Exercises:
1. Using the neutron star paper summary, write out the stretch from "Contribution" through "times nuclear density.".
2. Answer these questions from the neutron star paper summary, one per line.
(a) With what two considerations does the work extend the hadron resonance gas model?
(b) Which excluded volume effect is combined with the hadron resonance gas model?
(c) As a function of what quantity is the thermal index estimated?

Supplied text:
Equation of state of neutron star matter and its warm extension with an interacting hadron resonance gas

TL;DR

This paper develops an interpolating equation of state for neutron star matter that aligns with empirical data across different regimes, incorporating finite temperature effects and strangeness content, crucial for astrophysical simulations.

Contribution

It introduces a phenomenologically consistent interpolating equation of state for neutron star matter, extending the hadron resonance gas model with finite temperature and strangeness considerations.

Findings

The model fits empirical data up to several times nuclear density.

Identifies onset of strange particles in dense matter.

Estimates thermal index for supernova and merger simulations.

Abstract

We propose an interpolating equation of state that satisfies phenomenologically established boundary conditions in two extreme regimes at high temperature and low baryon density and at low temperature and high baryon density. We confirm that the hadron resonance gas model with the Carnahan-Starling excluded volume effect can reasonably fit the empirical equation of state at high density up to several times the normal nuclear density. We identify the onsets of strange particles and quantify the strangeness contents in dense matter. We finally discuss the finite temperature effects and estimate the thermal index $\Gamma_{\rm th}$ as a function of the baryon density, which should be a crucial input for the core-collapse supernova and the binary neutron star merger simulations.

Available data:
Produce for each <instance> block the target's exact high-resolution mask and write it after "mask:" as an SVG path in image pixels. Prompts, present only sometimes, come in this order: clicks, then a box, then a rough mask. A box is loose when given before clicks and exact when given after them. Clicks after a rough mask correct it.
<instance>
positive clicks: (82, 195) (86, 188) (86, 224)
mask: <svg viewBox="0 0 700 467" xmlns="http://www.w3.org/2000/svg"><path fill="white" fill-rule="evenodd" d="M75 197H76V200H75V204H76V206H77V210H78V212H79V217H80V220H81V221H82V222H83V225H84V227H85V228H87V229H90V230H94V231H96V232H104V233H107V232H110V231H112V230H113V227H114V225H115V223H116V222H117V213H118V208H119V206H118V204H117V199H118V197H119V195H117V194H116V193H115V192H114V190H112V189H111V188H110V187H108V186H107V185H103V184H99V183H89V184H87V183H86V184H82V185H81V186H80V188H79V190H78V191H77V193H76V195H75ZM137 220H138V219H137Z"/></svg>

Exercise solutions:
1.
Contribution

It introduces a phenomenologically consistent interpolating equation of state for neutron star matter, extending the hadron resonance gas model with finite temperature and strangeness considerations.

Findings

The model fits empirical data up to several times nuclear density.

2.
(a) Finite temperature and strangeness.
(b) The Carnahan-Starling excluded volume effect.
(c) The baryon density.